## START LISTED RECORDS

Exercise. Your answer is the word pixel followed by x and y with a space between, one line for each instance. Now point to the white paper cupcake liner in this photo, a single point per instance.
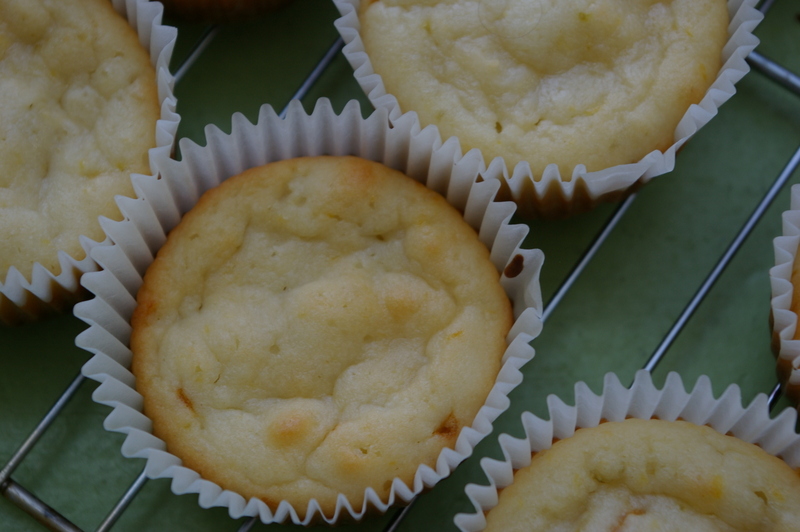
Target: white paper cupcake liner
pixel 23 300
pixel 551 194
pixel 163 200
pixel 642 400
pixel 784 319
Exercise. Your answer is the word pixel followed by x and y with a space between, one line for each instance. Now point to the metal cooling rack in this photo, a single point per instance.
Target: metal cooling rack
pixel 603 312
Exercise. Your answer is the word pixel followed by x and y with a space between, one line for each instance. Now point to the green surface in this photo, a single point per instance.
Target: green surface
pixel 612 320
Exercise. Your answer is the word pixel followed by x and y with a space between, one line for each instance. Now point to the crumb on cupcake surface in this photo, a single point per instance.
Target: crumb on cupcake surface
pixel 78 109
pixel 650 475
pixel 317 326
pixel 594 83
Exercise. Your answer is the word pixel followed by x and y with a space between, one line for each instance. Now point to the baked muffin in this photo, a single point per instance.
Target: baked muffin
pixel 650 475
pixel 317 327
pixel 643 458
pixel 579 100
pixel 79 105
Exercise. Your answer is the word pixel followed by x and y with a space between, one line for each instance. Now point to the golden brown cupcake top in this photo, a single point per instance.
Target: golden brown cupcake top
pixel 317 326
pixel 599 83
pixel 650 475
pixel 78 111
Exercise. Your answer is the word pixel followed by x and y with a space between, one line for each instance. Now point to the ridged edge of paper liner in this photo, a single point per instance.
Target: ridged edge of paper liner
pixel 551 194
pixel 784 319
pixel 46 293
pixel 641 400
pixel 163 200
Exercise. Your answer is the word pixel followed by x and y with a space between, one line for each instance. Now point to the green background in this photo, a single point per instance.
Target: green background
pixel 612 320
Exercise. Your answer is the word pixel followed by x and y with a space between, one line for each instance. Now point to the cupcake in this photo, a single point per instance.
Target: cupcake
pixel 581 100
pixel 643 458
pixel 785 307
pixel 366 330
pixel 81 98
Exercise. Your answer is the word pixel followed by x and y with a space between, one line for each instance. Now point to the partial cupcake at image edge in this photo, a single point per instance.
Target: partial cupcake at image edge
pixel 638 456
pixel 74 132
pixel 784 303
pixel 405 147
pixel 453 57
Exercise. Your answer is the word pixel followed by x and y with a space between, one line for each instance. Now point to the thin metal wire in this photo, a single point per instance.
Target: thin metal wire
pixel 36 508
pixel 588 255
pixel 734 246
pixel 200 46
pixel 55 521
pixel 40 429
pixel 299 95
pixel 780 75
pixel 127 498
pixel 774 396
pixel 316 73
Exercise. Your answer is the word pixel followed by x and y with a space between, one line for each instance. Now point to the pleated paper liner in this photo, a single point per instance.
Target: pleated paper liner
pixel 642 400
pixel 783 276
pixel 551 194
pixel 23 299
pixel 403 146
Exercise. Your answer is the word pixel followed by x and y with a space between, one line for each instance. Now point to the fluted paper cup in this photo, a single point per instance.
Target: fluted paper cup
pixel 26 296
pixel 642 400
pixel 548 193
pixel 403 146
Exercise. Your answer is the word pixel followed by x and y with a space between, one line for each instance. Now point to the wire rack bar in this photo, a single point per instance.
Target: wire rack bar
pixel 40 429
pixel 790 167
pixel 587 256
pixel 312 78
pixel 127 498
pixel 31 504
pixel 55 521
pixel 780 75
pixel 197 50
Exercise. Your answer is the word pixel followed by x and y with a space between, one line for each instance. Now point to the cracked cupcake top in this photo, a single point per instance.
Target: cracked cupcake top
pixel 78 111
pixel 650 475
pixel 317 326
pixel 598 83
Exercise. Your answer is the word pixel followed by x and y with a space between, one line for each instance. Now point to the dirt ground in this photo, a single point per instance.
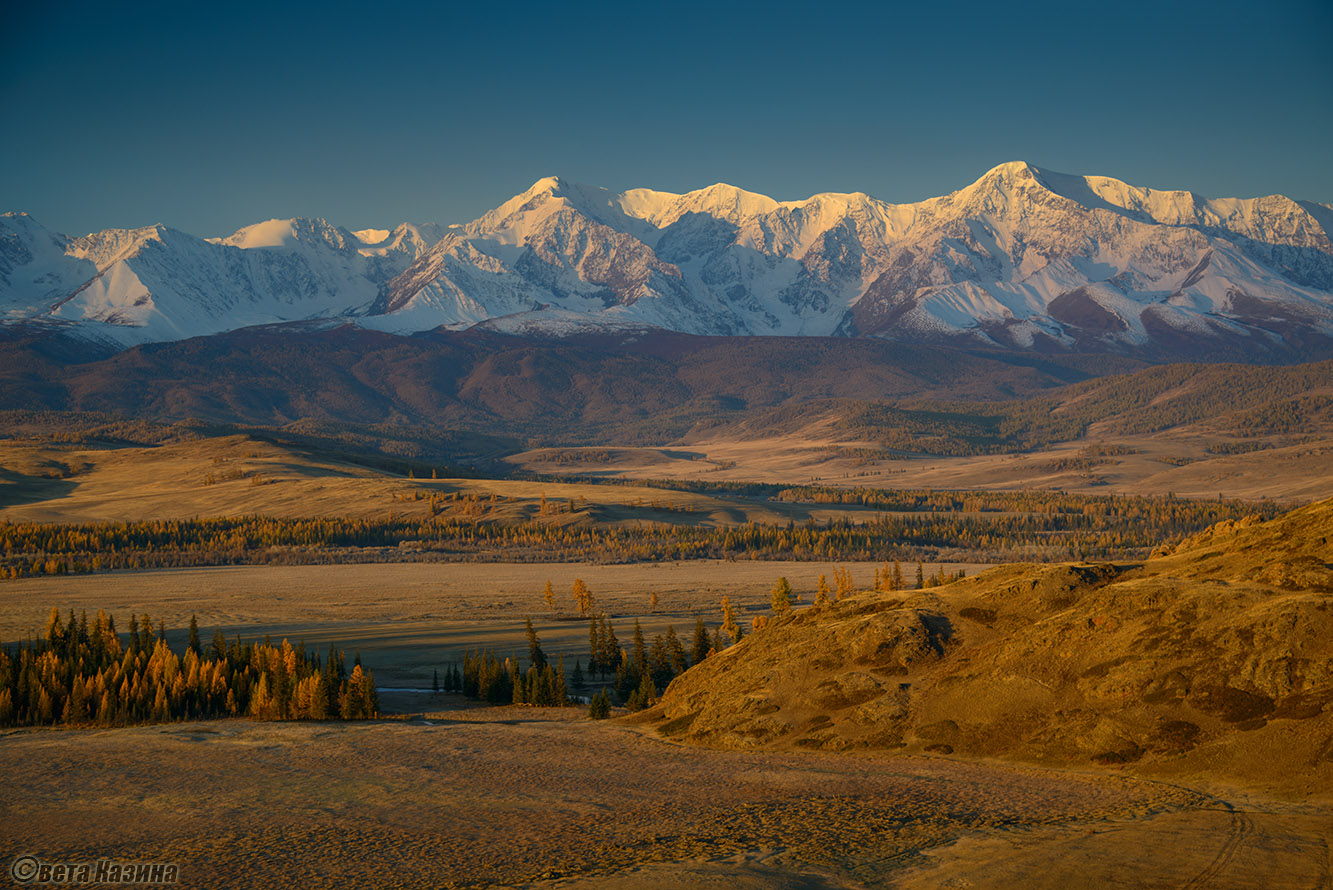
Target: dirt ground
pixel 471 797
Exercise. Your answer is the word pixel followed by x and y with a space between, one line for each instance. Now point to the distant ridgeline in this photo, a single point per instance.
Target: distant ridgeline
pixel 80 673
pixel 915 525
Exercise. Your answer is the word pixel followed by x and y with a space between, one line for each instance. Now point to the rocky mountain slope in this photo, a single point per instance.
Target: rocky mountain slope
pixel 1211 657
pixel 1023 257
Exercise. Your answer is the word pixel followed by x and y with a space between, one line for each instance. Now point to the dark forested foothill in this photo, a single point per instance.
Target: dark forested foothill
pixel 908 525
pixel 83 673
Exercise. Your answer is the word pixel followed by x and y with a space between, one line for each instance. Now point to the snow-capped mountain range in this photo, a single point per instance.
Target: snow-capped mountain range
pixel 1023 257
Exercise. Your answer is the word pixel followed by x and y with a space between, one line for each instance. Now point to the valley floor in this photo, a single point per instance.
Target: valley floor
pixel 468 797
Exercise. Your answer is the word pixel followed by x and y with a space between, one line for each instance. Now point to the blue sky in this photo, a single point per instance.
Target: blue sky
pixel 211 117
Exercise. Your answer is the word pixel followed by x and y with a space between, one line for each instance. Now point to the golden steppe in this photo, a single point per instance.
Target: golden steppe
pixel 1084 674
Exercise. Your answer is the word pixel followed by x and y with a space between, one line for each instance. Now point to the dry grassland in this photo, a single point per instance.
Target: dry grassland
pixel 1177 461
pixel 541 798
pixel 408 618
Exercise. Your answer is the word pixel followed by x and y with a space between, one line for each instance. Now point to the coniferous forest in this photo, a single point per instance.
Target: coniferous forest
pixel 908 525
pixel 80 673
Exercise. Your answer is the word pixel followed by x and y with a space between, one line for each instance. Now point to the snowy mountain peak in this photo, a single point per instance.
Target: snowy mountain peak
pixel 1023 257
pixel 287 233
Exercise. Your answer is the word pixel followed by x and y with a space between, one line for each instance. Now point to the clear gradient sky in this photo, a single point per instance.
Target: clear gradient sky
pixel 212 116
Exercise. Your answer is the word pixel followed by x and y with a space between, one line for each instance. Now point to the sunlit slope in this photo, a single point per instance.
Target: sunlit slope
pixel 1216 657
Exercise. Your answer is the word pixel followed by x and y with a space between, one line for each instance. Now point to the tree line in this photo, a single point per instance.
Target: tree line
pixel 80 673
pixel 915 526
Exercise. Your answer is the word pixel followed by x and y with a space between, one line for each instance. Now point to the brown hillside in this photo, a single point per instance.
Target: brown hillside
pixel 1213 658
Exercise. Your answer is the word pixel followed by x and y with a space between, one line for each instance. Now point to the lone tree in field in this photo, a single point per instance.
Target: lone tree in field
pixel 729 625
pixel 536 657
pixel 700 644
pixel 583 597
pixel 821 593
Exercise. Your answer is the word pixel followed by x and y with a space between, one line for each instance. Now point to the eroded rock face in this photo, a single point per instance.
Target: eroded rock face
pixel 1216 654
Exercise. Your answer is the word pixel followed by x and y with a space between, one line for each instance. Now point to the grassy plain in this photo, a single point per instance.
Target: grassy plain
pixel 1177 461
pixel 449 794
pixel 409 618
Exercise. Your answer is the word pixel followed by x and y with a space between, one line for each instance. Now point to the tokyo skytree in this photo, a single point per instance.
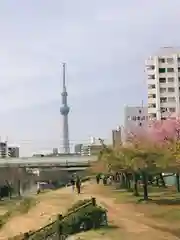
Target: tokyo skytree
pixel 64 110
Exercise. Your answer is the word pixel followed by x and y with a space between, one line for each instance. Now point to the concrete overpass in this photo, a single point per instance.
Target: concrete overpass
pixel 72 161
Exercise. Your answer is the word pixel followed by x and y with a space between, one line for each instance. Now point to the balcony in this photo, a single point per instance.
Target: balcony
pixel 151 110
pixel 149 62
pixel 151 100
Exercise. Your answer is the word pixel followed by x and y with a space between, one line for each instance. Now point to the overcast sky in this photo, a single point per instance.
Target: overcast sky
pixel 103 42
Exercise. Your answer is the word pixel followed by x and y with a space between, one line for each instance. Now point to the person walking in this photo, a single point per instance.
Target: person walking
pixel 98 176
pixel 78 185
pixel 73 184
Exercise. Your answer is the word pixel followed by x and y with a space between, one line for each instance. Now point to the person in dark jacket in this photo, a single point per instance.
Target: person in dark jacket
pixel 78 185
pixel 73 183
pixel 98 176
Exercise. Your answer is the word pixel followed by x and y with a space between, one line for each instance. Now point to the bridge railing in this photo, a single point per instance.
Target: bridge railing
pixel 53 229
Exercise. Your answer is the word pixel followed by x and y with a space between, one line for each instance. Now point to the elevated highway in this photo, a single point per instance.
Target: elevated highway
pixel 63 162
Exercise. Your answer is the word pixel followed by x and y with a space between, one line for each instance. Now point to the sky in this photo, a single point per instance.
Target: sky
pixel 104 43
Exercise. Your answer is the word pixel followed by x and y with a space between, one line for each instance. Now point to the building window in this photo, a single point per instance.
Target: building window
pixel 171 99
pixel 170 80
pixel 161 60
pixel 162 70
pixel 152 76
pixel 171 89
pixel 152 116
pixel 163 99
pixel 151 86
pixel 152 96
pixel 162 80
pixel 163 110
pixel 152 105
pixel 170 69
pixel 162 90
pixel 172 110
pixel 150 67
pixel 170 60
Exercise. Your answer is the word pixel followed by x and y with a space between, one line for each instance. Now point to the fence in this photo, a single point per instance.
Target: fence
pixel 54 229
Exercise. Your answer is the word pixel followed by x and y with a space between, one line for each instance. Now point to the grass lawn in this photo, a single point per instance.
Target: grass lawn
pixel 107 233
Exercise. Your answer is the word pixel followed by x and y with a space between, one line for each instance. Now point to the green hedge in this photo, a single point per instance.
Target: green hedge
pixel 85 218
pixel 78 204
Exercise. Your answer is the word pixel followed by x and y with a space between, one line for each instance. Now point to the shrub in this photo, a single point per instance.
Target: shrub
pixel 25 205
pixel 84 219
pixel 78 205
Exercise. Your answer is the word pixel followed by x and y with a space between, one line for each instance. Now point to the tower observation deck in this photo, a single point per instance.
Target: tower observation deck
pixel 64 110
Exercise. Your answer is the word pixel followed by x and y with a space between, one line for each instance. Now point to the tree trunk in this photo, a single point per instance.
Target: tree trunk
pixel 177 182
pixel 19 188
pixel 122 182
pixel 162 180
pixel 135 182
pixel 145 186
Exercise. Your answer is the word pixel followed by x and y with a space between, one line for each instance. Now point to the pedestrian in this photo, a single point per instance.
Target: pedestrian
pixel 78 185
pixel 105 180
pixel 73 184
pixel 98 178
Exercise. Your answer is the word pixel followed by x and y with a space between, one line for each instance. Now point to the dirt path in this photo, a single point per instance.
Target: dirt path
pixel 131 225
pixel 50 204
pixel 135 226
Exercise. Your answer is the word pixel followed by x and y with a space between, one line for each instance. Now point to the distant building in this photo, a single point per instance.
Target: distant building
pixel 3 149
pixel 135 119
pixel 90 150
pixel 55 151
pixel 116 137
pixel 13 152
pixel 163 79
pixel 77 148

## END LISTED RECORDS

- _PROBLEM_:
Lay out the rows above as a Markdown table with the columns No. and Line, starting at the line that contains "to the pedestrian" and ending at the last line of the rows, one numbered entry per line and no blank lines.

- _OUTPUT FOR THIS EXERCISE_:
| No. | Line |
|---|---|
| 1 | Exercise. Your answer is the word pixel followed by x and y with a space between, one line for each instance. Now point to the pedestrian in this photo, a single point per instance. |
| 2 | Target: pedestrian |
| 3 | pixel 78 185 |
| 4 | pixel 105 180 |
| 5 | pixel 73 184 |
| 6 | pixel 98 178 |
| 7 | Exercise. Your answer is the word pixel followed by x and y with a space between, one line for each instance. Now point to the dirt path in this photo, a single point per instance. |
| 8 | Target: dirt path |
| 9 | pixel 131 225 |
| 10 | pixel 50 204 |
| 11 | pixel 135 226 |
| 12 | Exercise. Your answer is the word pixel followed by x and y with a space between, one line for each instance. Now point to the distant building in this photo, a single point per instance. |
| 13 | Target: distant building |
| 14 | pixel 3 149 |
| 15 | pixel 135 119 |
| 16 | pixel 90 150 |
| 17 | pixel 55 151 |
| 18 | pixel 116 137 |
| 19 | pixel 13 152 |
| 20 | pixel 163 79 |
| 21 | pixel 77 148 |